Text section:

Five civilians, 15 Taliban killed in clash, blasts in Afghanistan
Four civilians and 13 Taliban were killed in a clash in western Afghanistan, while one Afghan civilian and three militants were killed in suicide and roadside bomb blasts elsewhere, officials said Sunday.
A group of Taliban fighters attacked a tribal chief's house in Mugur district of western Badghis province on Saturday night, killing the man, his daughter-in-law and two of his supporters, said Abdul Raouf Ahmadi, spokesman for police forces in western region, dpa reported.
"Hafizullah, his daughter-in-law and two other men who came to protect the tribal chief were killed by the attackers," he said, adding that police units arrived at the scene, triggering a new round of clash.
At least 13 militants were killed in the firefight that continued until early Sunday morning, but there were no casualties among Afghan police, he said.
Hafizullah, who served a commander for the Afghan warriors in their fight against the Soviet troops in 1980s, was a supporter for the Western-backed Afghan government and had recently been publicly denouncing the Taliban-led insurgency in the country.
Separately, a suicide bomber detonated his explosive-packed vest among local villagers in a market in Samkanai district of southeastern province of Paktia on Saturday, killing one civilian and wounding nine, Rohullah Samoon, spokesman for the provincial governor said.
He said no Afghan government officials or foreign military forces were present in the area at the time of blast.
But taking responsibility for the attack, Zabiullah Mujahid, a spokesperson for Taliban militants said that the bomber targeted an intelligence official and his agents in the area.
In another incident, two Taliban militants were killed when the bomb they were planting on a road in Arghandab district of southern Kandahar province on Saturday, went off prematurely, Afghan interior ministry said in a statement.
Taliban militants, who lost power in late 2001 in a US-led military invasion, continue to attack Afghan and NATO troops in the country, despite the presence of more than 65,000 international forces.
The militants have steadily gained power in the past three years and extended their writ to larger swathes of the country in 2008. The militants have vowed to increase their attacks in 2009.
The US military, which has more than 32,000 soldiers in the country, has announced to deploy up to 30,000 more troops in the coming months to contain the insurgency this year.

Assignment 1:
Based on the report of the Afghanistan clash and blasts, are statements (a), (b) and (c) true? Answer yes or no for each and quote the words from the report that decide it.
(a) The firefight in Mugur district lasted until early Sunday morning.
(b) Afghan police suffered casualties in the Mugur district firefight.
(c) The suicide bombing in Samkanai district wounded nine people.
Assignment 2: In the Afghanistan clash report, who claimed responsibility for the suicide bombing in Paktia province?

Natural language region descriptions:
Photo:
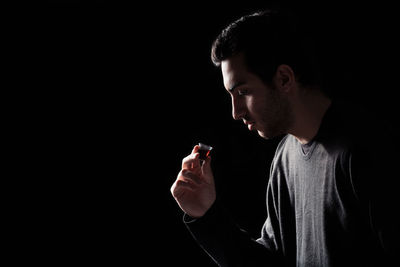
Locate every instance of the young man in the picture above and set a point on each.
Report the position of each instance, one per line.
(330, 196)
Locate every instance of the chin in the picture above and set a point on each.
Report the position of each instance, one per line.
(263, 135)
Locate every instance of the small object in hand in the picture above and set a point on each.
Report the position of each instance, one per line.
(204, 151)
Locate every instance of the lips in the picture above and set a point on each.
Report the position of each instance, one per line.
(250, 125)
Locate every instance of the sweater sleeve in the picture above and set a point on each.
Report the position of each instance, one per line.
(226, 243)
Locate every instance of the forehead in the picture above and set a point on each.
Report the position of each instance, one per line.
(234, 70)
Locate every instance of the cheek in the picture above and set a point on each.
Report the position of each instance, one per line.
(255, 106)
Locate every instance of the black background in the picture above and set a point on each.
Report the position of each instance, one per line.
(118, 94)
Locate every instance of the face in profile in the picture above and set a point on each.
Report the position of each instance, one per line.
(262, 108)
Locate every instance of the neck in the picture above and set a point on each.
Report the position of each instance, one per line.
(309, 110)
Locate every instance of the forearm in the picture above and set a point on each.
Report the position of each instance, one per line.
(226, 243)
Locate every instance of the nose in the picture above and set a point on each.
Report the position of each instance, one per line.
(238, 110)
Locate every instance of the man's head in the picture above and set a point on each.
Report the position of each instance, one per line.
(263, 63)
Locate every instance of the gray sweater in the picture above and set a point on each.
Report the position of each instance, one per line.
(330, 203)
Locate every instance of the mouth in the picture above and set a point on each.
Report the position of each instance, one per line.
(250, 125)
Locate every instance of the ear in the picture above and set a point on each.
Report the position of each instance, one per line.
(284, 78)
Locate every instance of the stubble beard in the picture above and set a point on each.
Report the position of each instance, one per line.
(277, 116)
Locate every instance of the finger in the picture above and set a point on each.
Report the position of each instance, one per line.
(180, 186)
(207, 171)
(195, 149)
(191, 176)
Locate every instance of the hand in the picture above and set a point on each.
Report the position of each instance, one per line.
(194, 188)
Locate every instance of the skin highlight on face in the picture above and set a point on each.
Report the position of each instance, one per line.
(263, 108)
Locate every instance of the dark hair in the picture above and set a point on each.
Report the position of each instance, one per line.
(268, 39)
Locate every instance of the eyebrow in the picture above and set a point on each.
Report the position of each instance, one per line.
(235, 85)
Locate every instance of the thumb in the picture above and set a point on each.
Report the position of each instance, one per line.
(207, 171)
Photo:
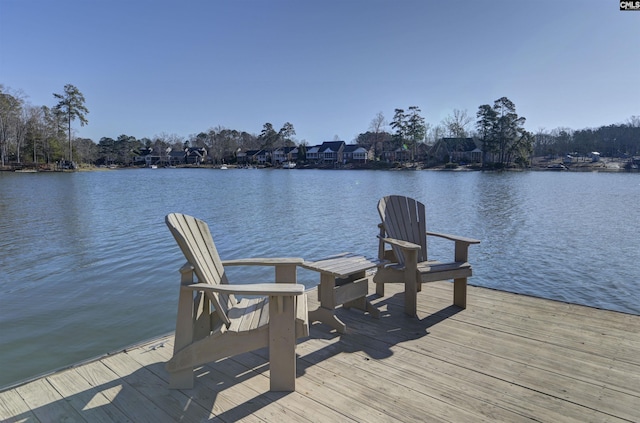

Response 1:
(a) Yes: "the firefight that continued until early Sunday morning."
(b) No: "there were no casualties among Afghan police."
(c) Yes: "killing one civilian and wounding nine."

Response 2: Zabiullah Mujahid, a spokesperson for Taliban militants.